*Pagina*
·····

Parla l'autore del discusso volume "Il fallimento dell'università italiana"

Michele da Ale
La copertina del libro di Simone Colapietra

Nonostante a soli 21 anni abbia già alle spalle un volume di successo, tiene a precisare di non potersi fregiare del titolo di dottore, “anche se quando mi ci chiamano mi fa piacere”.

Simone Colapietra, il giovane laureando autore del libro “Il fallimento dell’università italiana” – presentato nell’edizione del 1° novembre – spiega a Senigallia Notizie i motivi che lo hanno spinto alla realizzazione dell’opera e le reazioni del mondo accedemico italiano.

Colapietra, in quale periodo della carriera universitaria ha maturato le convinzioni espresse e il desiderio di tradurle in un volume?

“In verità non avevo alcuna intenzione di scrivere un libro. L’ultimo anno accademico è stato ricco di riflessioni sulla crisi del sistema universitario italiano, e quest’estate mi sono reso conto di avere materiale sufficiente per pubblicare un libro. L’opera, dunque, è frutto di una lunga gestazione costituita da riflessioni sui problemi pratici dello scempio universitario. Il motivo per cui ho deciso di pubblicare un libro? Beh, come dico sempre, qualcuno doveva pur fare questo sporco lavoro di denuncia”.

Quale è stata la reazione dell’ambiente universitario a questa pubblicazione?

“Il libro sta facendo molto discutere anche a livello nazionale. Ci sono alcuni docenti che ignorano o disprezzano l’opera, ma ce ne sono altri (tanti per la verità) che la apprezzano e la consigliano ad amici e colleghi. Sono stato invitato in molti atenei a presentare il libro. Quindi sono molti i cattedratici (dai docenti ordinari ai ricercatori) che condividono pienamente le mie idee. Il libro è stato anche recensito in riviste di rango accademico”.

Ha trovato difficoltà ed ostracismi tra gli editori per pubblicarlo?

·····

*Dati registrati*
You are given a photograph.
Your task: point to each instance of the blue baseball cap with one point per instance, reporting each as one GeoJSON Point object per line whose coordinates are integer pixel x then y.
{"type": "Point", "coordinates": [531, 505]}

·····

*Compito assegnato*
Secondo l'intervista, in quale stagione Simone Colapietra si è reso conto di avere materiale sufficiente per pubblicare un libro? Il materiale proviene da un'altra fonte.

*Risposta all'esercizio*
In estate.